* [EXERCISE PASSAGE]:
┌────────
By Lisa Cypers Kamen.
The human body is full of hidden glands hard at work communicating and controlling our body’s responses to what’s going on around us.
When our temperature spikes out of control, the hypothalamus saves the day, returning us to homeostasis. The thymus is our go-to gland for better immune health when we’re feeling sick. And if our blood sugar is out of whack, the pituitary gland regulates it.
The body is an intricate system with a biological response to pretty much any hazard our environment throws at us. But what if those hazards have to do with emotions, not body functions?
We all find ourselves in uncomfortable situations. There are the situations when we just can’t agree with someone or have a hard time understanding what someone else is feeling. Without a mechanism kicking in to help us, these situations can quickly escalate into something more troublesome than a simple “agree to disagree.” Now imagine this: What if, just as your pituitary gland regulates your blood sugar levels, an empathy gland kicks in whenever you engage with someone?
The empathy gland would help us recognize, and maybe even share, feelings with that person we’re spending time with. With empathy to guide us, we would be able to connect more deeply with that person, and even if we still agreed to disagree, respect his or her feelings enough to end the exchange on a positive note.
There is no empathy gland. There is no biological mechanism to singlehandedly help us understand others. But by training ourselves to be in tune with the feelings of others and to recognize how people act when they are feeling certain ways, we can begin to identify the emotions they are experiencing. If you can get the awareness part down, you’ll be on your way to treating people with empathy.
└────────
* [GIVEN ENTRIES]:
┌────────
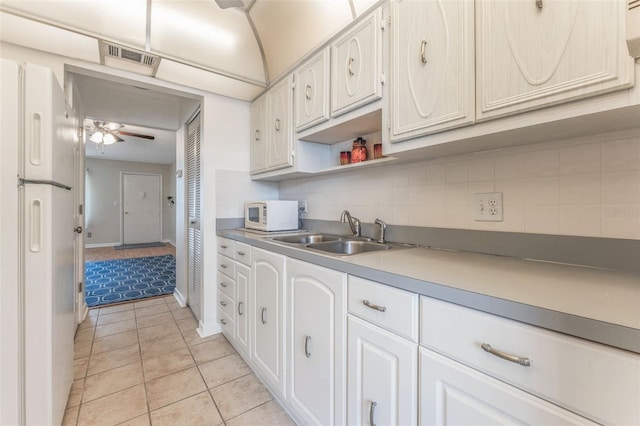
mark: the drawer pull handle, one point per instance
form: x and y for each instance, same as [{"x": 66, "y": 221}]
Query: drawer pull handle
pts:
[
  {"x": 513, "y": 358},
  {"x": 372, "y": 413},
  {"x": 307, "y": 339},
  {"x": 372, "y": 306}
]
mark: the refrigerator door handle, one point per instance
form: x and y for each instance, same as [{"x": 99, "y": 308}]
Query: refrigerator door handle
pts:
[{"x": 35, "y": 225}]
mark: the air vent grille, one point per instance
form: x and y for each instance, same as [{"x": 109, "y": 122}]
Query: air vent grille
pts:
[{"x": 122, "y": 57}]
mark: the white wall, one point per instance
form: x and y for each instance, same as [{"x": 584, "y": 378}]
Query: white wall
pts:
[
  {"x": 587, "y": 186},
  {"x": 103, "y": 203}
]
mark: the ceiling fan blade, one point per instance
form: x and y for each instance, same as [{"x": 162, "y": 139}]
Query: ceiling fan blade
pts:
[{"x": 137, "y": 135}]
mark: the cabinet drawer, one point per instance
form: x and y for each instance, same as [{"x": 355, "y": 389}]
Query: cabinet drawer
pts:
[
  {"x": 226, "y": 285},
  {"x": 593, "y": 380},
  {"x": 226, "y": 304},
  {"x": 227, "y": 324},
  {"x": 226, "y": 265},
  {"x": 226, "y": 246},
  {"x": 389, "y": 307},
  {"x": 242, "y": 253}
]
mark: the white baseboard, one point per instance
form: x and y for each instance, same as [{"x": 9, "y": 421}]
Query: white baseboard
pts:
[
  {"x": 179, "y": 298},
  {"x": 208, "y": 329},
  {"x": 101, "y": 245}
]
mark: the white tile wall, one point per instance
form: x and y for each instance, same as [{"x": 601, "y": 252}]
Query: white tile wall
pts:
[
  {"x": 233, "y": 188},
  {"x": 586, "y": 186}
]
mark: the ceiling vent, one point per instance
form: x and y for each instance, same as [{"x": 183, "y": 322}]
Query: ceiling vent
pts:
[{"x": 124, "y": 58}]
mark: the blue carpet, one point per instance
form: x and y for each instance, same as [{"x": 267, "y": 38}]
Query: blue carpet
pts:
[{"x": 121, "y": 280}]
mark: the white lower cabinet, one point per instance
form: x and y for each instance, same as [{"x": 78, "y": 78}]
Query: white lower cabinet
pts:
[
  {"x": 453, "y": 394},
  {"x": 267, "y": 293},
  {"x": 242, "y": 309},
  {"x": 316, "y": 342},
  {"x": 382, "y": 376}
]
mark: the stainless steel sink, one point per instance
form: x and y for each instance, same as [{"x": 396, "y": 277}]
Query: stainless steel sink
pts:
[
  {"x": 306, "y": 238},
  {"x": 348, "y": 247}
]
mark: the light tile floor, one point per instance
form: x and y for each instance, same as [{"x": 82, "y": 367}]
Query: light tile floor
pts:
[{"x": 143, "y": 363}]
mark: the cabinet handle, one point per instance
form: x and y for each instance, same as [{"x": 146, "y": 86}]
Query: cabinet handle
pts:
[
  {"x": 512, "y": 358},
  {"x": 372, "y": 413},
  {"x": 307, "y": 339},
  {"x": 423, "y": 51},
  {"x": 372, "y": 306}
]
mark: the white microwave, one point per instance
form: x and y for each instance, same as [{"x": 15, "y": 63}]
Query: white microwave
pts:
[{"x": 271, "y": 215}]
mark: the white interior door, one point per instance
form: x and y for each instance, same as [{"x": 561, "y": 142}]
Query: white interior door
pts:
[{"x": 142, "y": 209}]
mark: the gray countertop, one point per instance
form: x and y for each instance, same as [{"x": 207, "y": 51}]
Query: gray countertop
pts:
[{"x": 601, "y": 305}]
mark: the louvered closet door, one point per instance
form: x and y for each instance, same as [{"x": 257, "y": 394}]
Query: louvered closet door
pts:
[{"x": 194, "y": 244}]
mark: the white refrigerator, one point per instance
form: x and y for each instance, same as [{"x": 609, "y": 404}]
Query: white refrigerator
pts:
[{"x": 37, "y": 144}]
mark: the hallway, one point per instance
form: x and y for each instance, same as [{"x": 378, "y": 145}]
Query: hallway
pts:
[{"x": 144, "y": 363}]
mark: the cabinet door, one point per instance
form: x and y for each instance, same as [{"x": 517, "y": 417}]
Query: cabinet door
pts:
[
  {"x": 280, "y": 125},
  {"x": 267, "y": 291},
  {"x": 242, "y": 309},
  {"x": 382, "y": 376},
  {"x": 312, "y": 91},
  {"x": 532, "y": 54},
  {"x": 315, "y": 342},
  {"x": 432, "y": 67},
  {"x": 453, "y": 394},
  {"x": 356, "y": 66},
  {"x": 258, "y": 135}
]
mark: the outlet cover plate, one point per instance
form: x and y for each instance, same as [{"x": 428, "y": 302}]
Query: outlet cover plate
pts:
[{"x": 487, "y": 207}]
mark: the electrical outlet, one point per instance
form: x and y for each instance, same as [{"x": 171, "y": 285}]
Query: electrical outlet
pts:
[
  {"x": 302, "y": 206},
  {"x": 488, "y": 207}
]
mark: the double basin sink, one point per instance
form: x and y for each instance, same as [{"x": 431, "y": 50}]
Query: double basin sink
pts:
[{"x": 337, "y": 245}]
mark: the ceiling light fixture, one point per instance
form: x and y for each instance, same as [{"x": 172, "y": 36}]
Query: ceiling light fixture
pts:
[{"x": 240, "y": 4}]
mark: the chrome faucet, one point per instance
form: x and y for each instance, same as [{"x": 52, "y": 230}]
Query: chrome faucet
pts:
[
  {"x": 354, "y": 222},
  {"x": 383, "y": 228}
]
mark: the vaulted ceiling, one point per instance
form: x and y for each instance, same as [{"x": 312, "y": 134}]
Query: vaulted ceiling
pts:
[{"x": 234, "y": 51}]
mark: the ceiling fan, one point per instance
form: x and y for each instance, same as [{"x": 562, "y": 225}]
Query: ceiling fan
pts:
[{"x": 107, "y": 133}]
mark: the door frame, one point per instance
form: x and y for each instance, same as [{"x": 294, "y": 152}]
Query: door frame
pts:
[{"x": 122, "y": 175}]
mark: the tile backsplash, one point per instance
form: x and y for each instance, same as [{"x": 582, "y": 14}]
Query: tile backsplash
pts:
[
  {"x": 587, "y": 186},
  {"x": 234, "y": 187}
]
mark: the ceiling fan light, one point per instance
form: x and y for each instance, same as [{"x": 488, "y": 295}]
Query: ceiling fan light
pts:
[
  {"x": 110, "y": 139},
  {"x": 97, "y": 137},
  {"x": 113, "y": 126}
]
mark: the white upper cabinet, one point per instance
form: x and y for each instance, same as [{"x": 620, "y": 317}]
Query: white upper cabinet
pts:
[
  {"x": 312, "y": 91},
  {"x": 258, "y": 141},
  {"x": 280, "y": 125},
  {"x": 356, "y": 66},
  {"x": 431, "y": 66},
  {"x": 536, "y": 53}
]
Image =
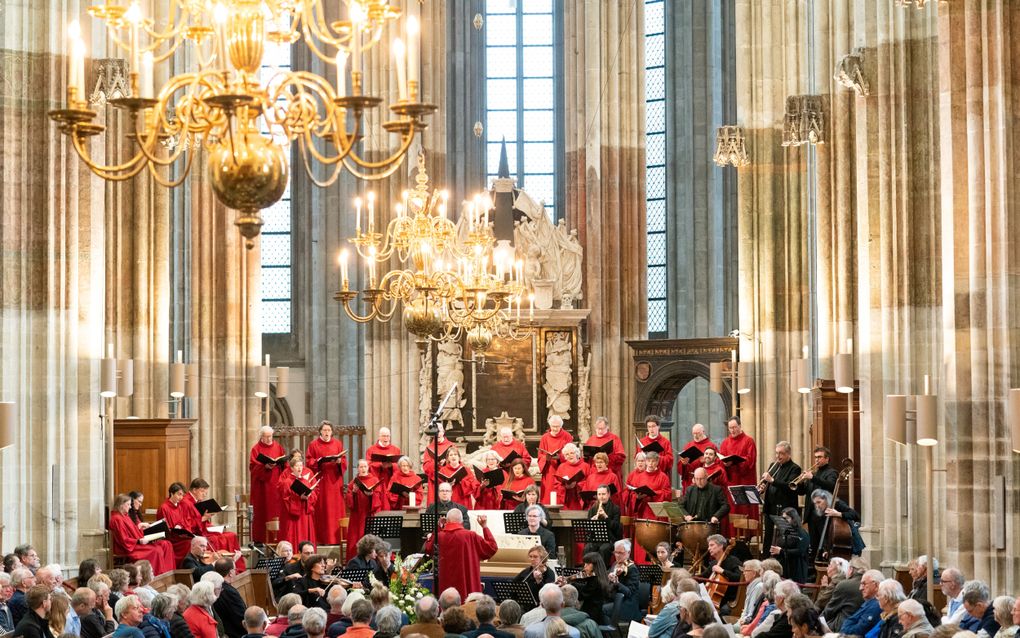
└────────
* [WHAT YOU WILL DO]:
1) Answer these questions about the passage on empathy:
(a) What does the hypothalamus do when our temperature spikes out of control?
(b) Which gland does the passage call our go-to gland for better immune health?
(c) According to the final paragraph, what can we begin to identify by training ourselves to be in tune with the feelings of others?
2) How would you carry the passage on empathy forward from its final sentence?

* [ANSWERS IN ORDER]:
1)
(a) It returns us to homeostasis.
(b) The thymus.
(c) The emotions other people are experiencing.

2)
Like any other change, learning to live this way takes time and practice. But once you fully implement your empathy gland, you’ll be surprised at all the fruits of your labor. Your relationships will improve, you’ll bring happiness to those around you and, most importantly, you’ll be able to apply that positive momentum to other aspects in your life that may need some improvement.
Happiness is an inside job. ®
A major part of learning to show empathy is being able to recognize it in others. To get your empathetic juices flowing, put on a song or two that you think lyrically embody the meaning of empathy. Listen to the songs, paying close attention to their words, and think about what lines in particular make empathy come to your mind.
This exercise should help you get a clearer picture of what empathy means to you. Once you find your personal empathy anthem, use it to your advantage. When you’re put in a situation that makes feeling and expressing empathy difficult, use the song to guide you back to your empathy gland.